Aufgabenstellung
Übertragen Sie folgenden Satz aus dem Text zum Wissensmanagement ins Englische: „Im Hinblick auf den Umgang mit Wissen in industriellen Unternehmen ist insbesondere die Externalisierung von besonderer Bedeutung.“

Vorliegender Text
════════════════════

Aufgrund des demographischen Wandels sowie des zunehmenden Fachkräftemangels wandern wichtige Informationen über Prozesse und Produkte immer wieder von Unternehmen ab, ohne sie zuvor gespeichert und allgemein zugänglich gemacht zu haben. Dabei ist Wissen im Unternehmen eine wichtige Ressource. Doch wie lässt sich Wissen überhaupt definieren? Und wie kann dieses erfolgreich gespeichert und verteilt werden?

Wissen umfasst Prozesse, Technologien, Fähigkeiten, Fertigkeiten und Erfahrungen der Beschäftigten sowie Informationen über Kunden, Märkte und Lieferanten. Im Gegensatz zu Informationen ist Wissen:

  • immer zweckorientiert und dreht sich um das Handeln
  • kontext- und beziehungsspezifisch und dreht sich um eine Bedeutung

 

Formen der Wissensumwandlung

Hinsichtlich der Wissensart wird zwischen implizitem und explizitem Wissen unterschieden. Implizit steht für ein persönliches Wissen, welches sich ausschließlich in den Köpfen einzelner Individuen befindet, eng mit gemachten Erfahrungen verbunden ist und daher für andere nicht zugänglich ist. Im Gegensatz dazu wird Wissen, welches außerhalb von Köpfen einzelner Personen vorhanden bzw. gut artikulierbar ist, als explizit bezeichnet.

Basierend auf dieser Differenzierung wird zwischen vier Kombinationsmöglichkeiten der Wissensteilung und -transformation unterschieden:

  • von implizit zu implizit (Sozialisation)
  • von implizit zu explizit (Externalisierung)
  • von explizit zu implizit (Internalisierung)
  • von explizit zu explizit (Kombination)
Formen der Wissensumwandlung

Im Hinblick auf den Umgang mit Wissen in industriellen Unternehmen ist insbesondere die Externalisierung von besonderer Bedeutung. Diese Form befähigt dazu, dass personifiziertes Wissen dem Unternehmen zugänglich gemacht wird und somit die Grundlage für die darauffolgende Wissensteilung sowie die Internalisierung geschaffen werden kann.

Modelle und Systeme des Wissensmanagements beschäftigen sich intensiv mit der Optimierung und der Effizienzsteigerung bei der innerbetrieblichen Umsetzung der Externalisierung. So verfolgt das Wissensmanagement einerseits die Sicherung und die Verteilung von vorhandenem Wissen, andererseits die Förderung der Kreativität mittels des Verbesserungsmanagements. Hierdurch können sich Mitarbeitende aktiv an der Entwicklung des Unternehmens beteiligen und zum Erfolg im internationalen Wettbewerb beitragen. An dieser Stelle sei darauf hingewiesen, dass das Verbesserungsmanagement oftmals auch als betriebliches Vorschlagswesen (BVW), Ideenmanagement (IDM) oder kontinuierlicher Verbesserungsprozess (KVP) bezeichnet wird.

════════════════════

(Einträge zur Segmentierungsbeschriftung)
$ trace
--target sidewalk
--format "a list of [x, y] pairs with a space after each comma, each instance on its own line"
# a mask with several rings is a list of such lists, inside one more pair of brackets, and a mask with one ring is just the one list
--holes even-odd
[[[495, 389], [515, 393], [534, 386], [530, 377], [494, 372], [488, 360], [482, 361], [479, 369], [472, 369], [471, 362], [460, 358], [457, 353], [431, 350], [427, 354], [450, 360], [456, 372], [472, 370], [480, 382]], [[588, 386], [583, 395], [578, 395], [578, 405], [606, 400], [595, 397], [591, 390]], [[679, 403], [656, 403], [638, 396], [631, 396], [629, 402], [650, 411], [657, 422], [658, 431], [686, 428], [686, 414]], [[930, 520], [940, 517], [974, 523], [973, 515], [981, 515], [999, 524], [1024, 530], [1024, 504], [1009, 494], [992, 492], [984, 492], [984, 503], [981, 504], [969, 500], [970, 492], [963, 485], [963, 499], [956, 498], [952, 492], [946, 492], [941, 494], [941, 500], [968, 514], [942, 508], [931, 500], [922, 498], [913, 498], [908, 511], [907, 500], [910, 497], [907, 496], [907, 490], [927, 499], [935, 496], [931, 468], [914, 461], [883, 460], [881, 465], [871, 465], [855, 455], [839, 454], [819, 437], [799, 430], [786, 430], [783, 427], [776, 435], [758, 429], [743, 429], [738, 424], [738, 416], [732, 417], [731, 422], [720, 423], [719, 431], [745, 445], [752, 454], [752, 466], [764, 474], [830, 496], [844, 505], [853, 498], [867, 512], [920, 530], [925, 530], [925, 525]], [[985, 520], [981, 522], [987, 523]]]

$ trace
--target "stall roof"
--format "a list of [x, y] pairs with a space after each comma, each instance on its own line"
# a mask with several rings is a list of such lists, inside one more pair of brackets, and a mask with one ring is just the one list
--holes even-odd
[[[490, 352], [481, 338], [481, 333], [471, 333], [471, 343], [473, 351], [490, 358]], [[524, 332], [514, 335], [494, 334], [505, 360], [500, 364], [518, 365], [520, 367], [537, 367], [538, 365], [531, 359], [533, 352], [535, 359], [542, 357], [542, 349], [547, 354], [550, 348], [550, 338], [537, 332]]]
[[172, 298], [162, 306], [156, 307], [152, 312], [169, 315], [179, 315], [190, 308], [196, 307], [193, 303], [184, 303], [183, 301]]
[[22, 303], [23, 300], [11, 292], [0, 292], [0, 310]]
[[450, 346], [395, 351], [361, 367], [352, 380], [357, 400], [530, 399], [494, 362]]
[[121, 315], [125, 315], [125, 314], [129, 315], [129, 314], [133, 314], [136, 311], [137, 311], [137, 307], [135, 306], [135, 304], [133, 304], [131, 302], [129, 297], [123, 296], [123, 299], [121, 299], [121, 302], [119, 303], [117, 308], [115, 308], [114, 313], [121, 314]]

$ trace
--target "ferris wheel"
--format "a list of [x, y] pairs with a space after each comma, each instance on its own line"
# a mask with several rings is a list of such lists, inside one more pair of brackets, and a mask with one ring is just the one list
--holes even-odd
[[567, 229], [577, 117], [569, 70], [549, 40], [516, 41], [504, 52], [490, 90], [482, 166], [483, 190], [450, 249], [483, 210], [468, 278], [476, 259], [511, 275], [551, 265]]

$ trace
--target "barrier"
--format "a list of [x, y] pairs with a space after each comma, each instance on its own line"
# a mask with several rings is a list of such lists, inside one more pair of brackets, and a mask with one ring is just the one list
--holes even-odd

════════════════════

Vollständige Antwort
With regard to the handling of knowledge in industrial companies, externalization in particular is of special importance.